[Position identification records]
___

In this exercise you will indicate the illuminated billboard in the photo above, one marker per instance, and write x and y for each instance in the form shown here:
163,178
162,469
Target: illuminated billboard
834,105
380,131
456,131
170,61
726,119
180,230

___

Brief:
Copy out every one of the rows above word for word, keeping each line unchanged.

Problem solution:
In this exercise you will indicate the illuminated billboard in the photo above, one marker per instance, and write x and y for each instance in the form shown here:
163,178
162,469
Target: illuminated billboard
834,105
380,131
456,131
170,61
726,119
180,230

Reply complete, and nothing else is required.